• SET TASK: Determine how many rows below contain the word "each". Give only that number.

• DATASET ENTRIES:
_____

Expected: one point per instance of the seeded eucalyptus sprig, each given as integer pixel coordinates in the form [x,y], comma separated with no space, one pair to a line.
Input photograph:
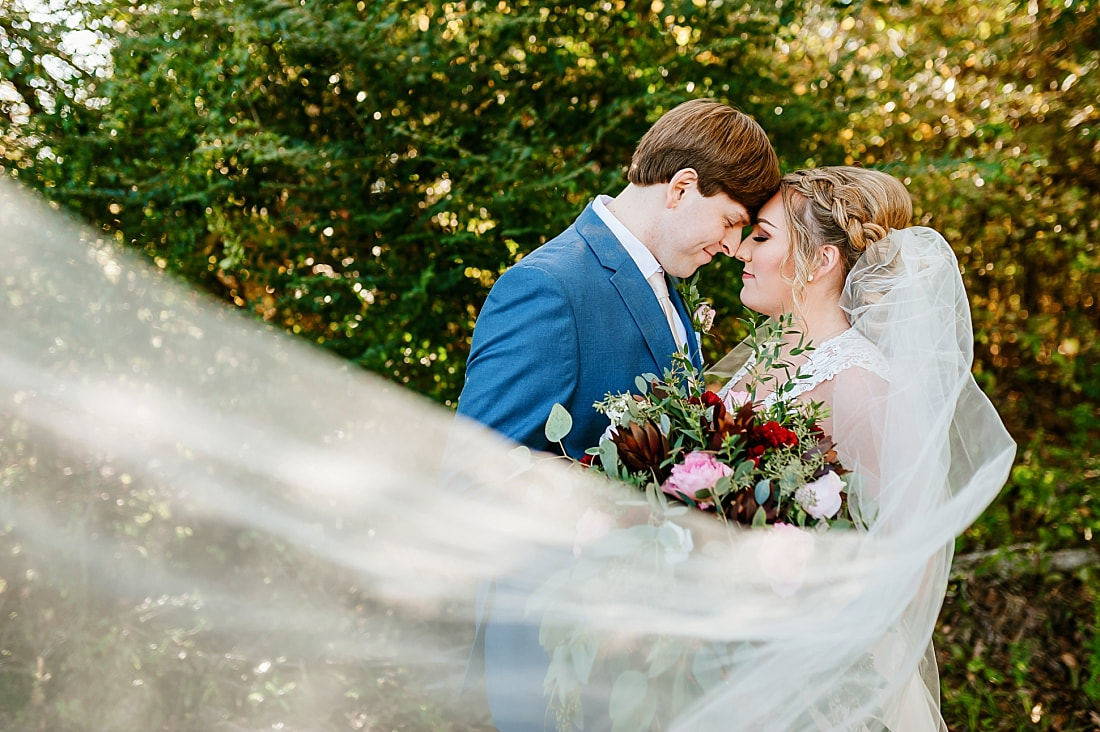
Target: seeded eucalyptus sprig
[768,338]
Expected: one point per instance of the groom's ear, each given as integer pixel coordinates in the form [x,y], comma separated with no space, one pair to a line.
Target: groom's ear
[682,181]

_____

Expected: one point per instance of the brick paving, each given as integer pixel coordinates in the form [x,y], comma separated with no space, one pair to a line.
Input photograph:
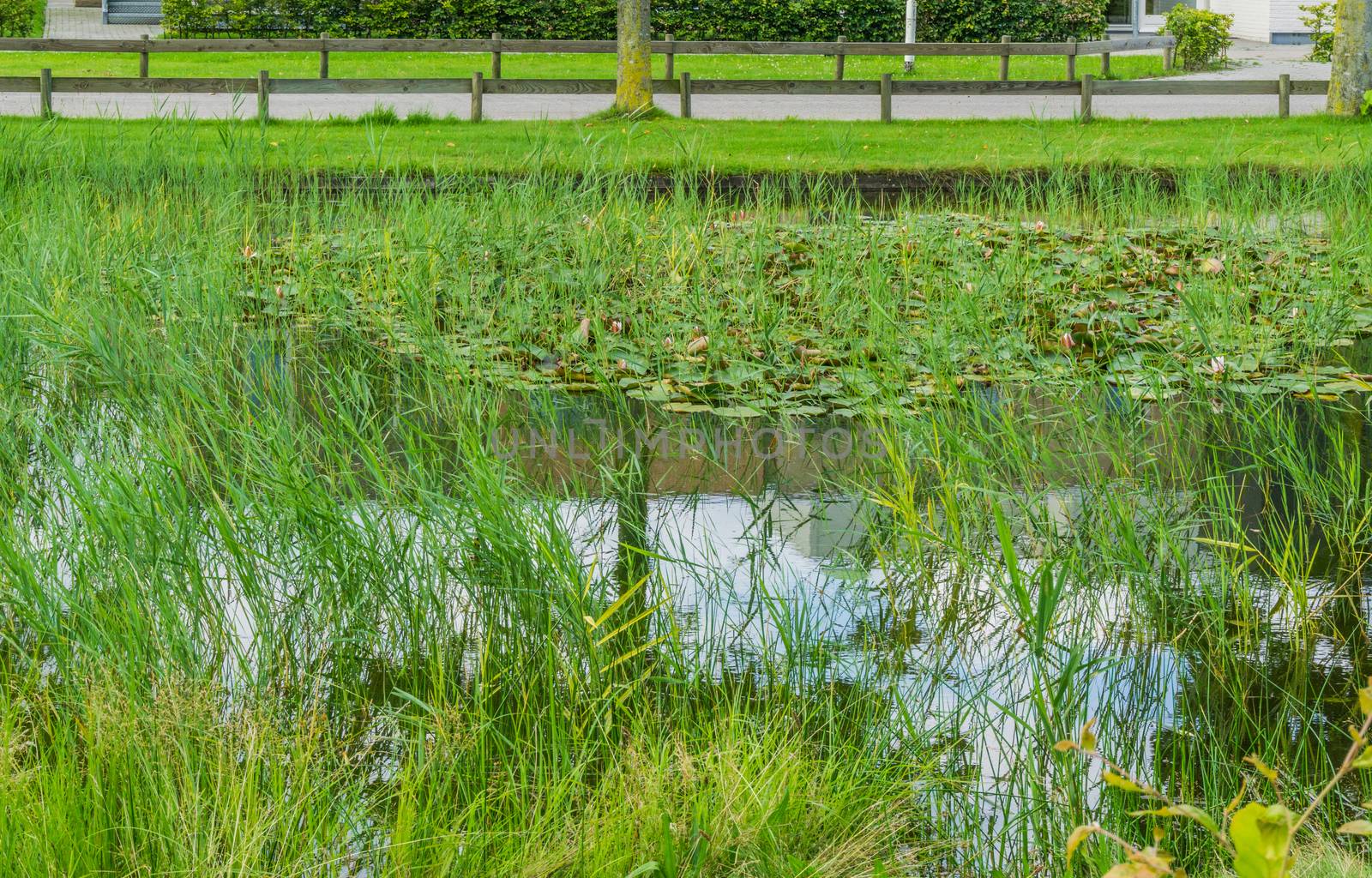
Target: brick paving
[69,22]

_____

• ANSWER TO THE EXERCISE: 3